TESTO DI PARTENZA

Il ronzio dell’alveare è associato nel mito, fin dai tempi più remoti, al mistero della musica che è il miele della nostra beatitudine.

“Si disse che le api partecipassero della mente divina e avessero eterei respiri; ché Dio infatti scorre per tutto, nelle terre, sugli spazi del mare e nel cielo profondo; da lui il bestiame, gli armenti, gli uomini e ogni specie di fiere, e ogni creatura che nasce trae un’impalpabile vita: tutto poi torna certamente a lui e dissolto gli viene restituito, e non v’è luogo alla morte, ma gli esseri volano alle stelle e si allogano nell’alto cielo.” (Plotino, Enneadi, II, 9, 16)

Nella simbologia cristiana e dantesca, gli angeli, come api, nutrono con il nettare della grazia le anime dei beati assisi nella rosa mistica.

Si come schiera d’ape, che s’infiora

una fiata e una si ritorna

là dove suo laboro s’insapora,

nel gran fior discendeva che s’adorna

di tante foglie, e quindi risaliva

là dove ‘l suo amor sempre soggiorna (Par. XXXI, 7-12)

Questo mellifluo preambolo per capire sotto quali auspici si è aperta la nuova edizione di Musica in villa, la meravigliosa creatura artistica e musicale di Gabriella Cecotti e del suo Progetto Integrato Cultura. La rassegna, che si è aperta con il nuovo millennio, esplora ormai da ventidue anni i luoghi più incantevoli, celati e insoliti del Medio Friuli, portando la grande musica nei borghi, nelle ville, nelle chiesette, tra i fiori e sull’erba per far risuonare la bellezza più autentica del nostro territorio che a volte non sappiamo vedere ma che ci abita.

Ai tanti spettatori della rassegna che si concluderà con settembre, quest’anno saranno donati piccoli, graziosi sacchettini di semi di fiori per le api così gravemente danneggiate dall’inquinamento. Un piccolo gesto che permetterà a tutti di contribuire a ristabilire quell’equilibrio ecologico che stiamo perdendo e le cui ripercussioni dirette sulla nostra esistenza le subiamo quotidianamente con le bizze di una situazione climatica che sembra ormai fuori controllo per fenomeni metereologici e temperature.

CONSEGNA
Indica che cosa riceveranno in dono quest'anno gli spettatori, secondo il testo sulla rassegna Musica in villa.

MATERIALE FORNITO

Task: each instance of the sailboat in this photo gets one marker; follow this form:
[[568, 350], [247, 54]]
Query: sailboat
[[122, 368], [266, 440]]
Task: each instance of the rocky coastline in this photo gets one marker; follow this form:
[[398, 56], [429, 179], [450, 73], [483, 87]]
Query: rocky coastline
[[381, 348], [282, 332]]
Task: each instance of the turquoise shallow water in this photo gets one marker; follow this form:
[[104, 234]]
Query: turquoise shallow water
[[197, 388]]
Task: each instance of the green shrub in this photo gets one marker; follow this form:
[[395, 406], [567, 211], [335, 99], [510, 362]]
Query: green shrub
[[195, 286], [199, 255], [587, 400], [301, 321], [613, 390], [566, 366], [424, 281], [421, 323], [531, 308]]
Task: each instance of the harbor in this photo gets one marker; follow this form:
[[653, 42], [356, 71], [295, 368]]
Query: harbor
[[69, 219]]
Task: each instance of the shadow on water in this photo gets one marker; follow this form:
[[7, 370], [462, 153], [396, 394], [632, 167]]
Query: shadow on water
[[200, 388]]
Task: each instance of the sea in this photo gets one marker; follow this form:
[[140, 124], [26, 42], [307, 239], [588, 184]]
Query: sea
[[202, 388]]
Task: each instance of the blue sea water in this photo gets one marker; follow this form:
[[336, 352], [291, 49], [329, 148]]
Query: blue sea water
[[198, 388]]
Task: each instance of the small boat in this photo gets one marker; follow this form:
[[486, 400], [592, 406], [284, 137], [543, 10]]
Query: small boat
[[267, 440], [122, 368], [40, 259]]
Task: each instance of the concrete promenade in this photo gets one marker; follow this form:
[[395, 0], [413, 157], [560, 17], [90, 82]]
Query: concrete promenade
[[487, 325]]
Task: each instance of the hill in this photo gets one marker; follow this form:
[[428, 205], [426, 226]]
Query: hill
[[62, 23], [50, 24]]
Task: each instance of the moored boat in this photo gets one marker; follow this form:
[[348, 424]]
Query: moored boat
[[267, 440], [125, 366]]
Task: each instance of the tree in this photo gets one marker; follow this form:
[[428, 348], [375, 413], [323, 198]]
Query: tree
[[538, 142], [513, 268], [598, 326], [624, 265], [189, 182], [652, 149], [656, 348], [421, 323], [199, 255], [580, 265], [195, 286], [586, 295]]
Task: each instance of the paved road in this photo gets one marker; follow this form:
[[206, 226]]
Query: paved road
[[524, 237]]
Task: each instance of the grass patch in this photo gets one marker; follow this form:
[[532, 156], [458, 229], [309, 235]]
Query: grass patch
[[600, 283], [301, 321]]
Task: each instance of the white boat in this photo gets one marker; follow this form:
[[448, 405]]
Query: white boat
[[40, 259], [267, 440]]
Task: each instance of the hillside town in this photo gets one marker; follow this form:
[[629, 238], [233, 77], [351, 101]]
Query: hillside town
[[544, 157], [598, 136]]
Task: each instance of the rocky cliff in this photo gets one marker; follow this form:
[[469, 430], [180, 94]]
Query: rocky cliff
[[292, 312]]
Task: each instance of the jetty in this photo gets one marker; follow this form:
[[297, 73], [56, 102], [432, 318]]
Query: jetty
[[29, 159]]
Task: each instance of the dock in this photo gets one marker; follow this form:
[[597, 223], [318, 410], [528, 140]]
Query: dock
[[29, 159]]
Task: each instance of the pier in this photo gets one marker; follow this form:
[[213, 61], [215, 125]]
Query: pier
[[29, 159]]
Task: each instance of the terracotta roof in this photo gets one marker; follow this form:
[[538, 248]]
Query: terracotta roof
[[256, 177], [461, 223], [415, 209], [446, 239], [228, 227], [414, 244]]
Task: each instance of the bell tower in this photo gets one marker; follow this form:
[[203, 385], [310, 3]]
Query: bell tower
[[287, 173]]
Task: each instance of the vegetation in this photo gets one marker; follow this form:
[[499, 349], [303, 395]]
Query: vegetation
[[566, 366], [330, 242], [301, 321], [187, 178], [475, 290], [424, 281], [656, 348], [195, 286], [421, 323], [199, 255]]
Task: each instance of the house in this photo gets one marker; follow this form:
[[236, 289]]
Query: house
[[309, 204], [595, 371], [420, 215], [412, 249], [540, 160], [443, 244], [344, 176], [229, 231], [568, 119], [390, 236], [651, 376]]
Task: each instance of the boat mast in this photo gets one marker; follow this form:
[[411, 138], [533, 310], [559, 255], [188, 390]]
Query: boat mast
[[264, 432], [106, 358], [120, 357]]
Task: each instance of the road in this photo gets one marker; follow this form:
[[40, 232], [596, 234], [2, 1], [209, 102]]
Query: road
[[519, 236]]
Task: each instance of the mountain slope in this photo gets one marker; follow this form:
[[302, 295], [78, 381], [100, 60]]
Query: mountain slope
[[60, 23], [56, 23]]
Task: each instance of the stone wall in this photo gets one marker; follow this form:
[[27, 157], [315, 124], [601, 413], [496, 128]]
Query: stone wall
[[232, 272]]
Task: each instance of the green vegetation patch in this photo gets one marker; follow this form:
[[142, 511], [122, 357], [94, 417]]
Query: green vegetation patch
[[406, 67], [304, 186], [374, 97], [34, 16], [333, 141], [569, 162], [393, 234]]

ESERCIZIO SVOLTO
Piccoli sacchettini di semi di fiori per le api.